[Stored items from a collection]
━━━━━━
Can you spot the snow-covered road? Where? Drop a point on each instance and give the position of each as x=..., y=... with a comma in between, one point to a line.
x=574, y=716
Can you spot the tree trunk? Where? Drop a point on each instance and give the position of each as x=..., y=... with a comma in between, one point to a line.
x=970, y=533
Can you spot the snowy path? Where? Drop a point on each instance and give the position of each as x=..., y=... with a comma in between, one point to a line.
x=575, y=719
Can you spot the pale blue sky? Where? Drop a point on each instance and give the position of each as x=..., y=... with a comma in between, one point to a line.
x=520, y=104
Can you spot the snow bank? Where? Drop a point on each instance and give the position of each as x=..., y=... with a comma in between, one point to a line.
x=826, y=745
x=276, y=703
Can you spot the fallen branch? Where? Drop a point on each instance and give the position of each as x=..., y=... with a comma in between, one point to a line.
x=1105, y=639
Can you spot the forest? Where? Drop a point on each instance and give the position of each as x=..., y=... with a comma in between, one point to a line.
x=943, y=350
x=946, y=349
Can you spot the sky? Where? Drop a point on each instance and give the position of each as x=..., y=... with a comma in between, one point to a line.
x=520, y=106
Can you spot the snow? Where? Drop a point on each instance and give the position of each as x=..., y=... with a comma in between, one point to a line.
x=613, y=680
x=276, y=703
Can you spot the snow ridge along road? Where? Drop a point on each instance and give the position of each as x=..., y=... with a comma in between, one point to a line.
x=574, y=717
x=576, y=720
━━━━━━
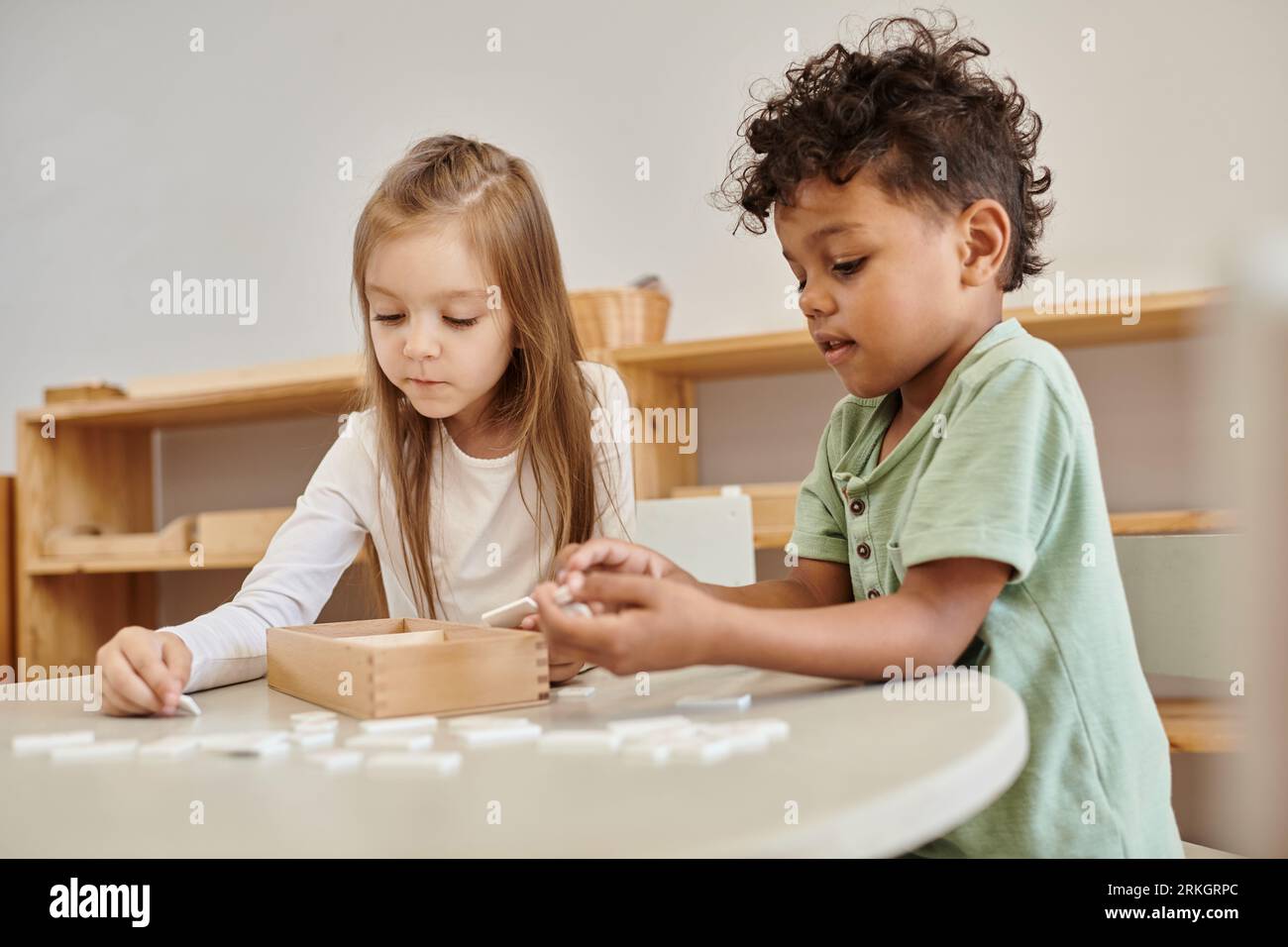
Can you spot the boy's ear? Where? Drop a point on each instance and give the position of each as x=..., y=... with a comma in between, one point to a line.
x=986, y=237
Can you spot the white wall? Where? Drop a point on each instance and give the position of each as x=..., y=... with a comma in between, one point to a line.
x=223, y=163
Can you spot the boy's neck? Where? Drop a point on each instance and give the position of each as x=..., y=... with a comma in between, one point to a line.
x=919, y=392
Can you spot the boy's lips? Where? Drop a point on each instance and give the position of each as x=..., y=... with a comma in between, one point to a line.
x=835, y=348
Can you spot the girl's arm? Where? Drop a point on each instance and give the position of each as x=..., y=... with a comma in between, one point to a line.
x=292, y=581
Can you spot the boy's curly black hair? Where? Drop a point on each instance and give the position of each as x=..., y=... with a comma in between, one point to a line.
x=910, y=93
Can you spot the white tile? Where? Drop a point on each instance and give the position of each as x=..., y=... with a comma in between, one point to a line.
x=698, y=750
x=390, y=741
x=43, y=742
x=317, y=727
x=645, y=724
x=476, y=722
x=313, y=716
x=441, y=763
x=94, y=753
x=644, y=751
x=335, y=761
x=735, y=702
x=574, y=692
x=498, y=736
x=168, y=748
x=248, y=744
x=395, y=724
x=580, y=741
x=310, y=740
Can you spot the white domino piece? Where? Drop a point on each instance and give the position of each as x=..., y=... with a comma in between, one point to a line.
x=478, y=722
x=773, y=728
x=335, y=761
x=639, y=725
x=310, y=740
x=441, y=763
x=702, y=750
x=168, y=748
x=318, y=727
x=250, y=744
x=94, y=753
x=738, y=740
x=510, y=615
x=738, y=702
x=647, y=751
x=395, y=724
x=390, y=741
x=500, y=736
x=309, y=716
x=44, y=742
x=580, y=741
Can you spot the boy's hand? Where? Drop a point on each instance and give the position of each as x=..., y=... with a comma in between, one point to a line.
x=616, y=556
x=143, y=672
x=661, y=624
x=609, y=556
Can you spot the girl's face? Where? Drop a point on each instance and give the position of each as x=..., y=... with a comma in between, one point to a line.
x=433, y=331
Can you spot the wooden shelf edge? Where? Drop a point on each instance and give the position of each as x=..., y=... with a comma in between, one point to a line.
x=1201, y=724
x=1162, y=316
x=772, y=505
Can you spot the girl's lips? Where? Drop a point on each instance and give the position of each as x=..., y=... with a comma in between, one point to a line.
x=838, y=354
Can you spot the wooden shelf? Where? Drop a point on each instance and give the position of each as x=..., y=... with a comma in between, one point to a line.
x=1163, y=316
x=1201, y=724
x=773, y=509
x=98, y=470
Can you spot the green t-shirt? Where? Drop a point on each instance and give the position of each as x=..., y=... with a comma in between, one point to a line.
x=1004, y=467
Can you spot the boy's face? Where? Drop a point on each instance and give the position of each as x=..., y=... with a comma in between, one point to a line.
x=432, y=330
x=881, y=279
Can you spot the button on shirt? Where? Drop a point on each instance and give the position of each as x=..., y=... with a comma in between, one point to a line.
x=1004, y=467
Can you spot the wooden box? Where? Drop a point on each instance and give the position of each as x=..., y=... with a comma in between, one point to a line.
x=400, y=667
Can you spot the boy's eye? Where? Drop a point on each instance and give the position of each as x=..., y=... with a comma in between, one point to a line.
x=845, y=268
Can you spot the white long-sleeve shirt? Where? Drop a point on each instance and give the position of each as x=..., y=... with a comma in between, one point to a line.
━━━━━━
[Set problem] Begin at the line that has "Can you spot the snow-covered" and stop after the line that has "x=520, y=106". Write those lines of data out again, swapping "Drop a point" for "Put a dot" and leaving everything else untouched.

[Task output]
Can you spot the snow-covered road? Where? Put a dot on each instance and give the position of each as x=..., y=... with a comma in between, one point to a line.
x=574, y=716
Can you spot the tree trunk? Where? Put a dot on each instance and give the position of each as x=..., y=... with a comma in between, one point to a line.
x=970, y=533
Can you spot the snowy path? Where? Put a dot on each instance and give the position of each as x=..., y=... with a comma in between, one point to a line.
x=575, y=719
Can you spot the pale blue sky? Where? Put a dot on each instance and give the position of each as x=..., y=... with a comma in between, one point to a line.
x=520, y=104
Can you spot the snow bank? Where? Put a dot on each instance and give the position of each as x=..., y=... with a comma in between, one point to a line.
x=826, y=745
x=276, y=703
Can you spot the fallen branch? Where? Put a dot on each instance and give the position of each as x=..., y=... with a comma in between, one point to a line.
x=1105, y=639
Can you spot the forest? Where? Put a dot on each instance and give the position of each as x=..., y=... with a comma in between, one point to a line.
x=943, y=350
x=946, y=349
Can you spot the sky? Where? Put a dot on each instance and give the position of each as x=..., y=... with a comma in between, one point to a line.
x=520, y=106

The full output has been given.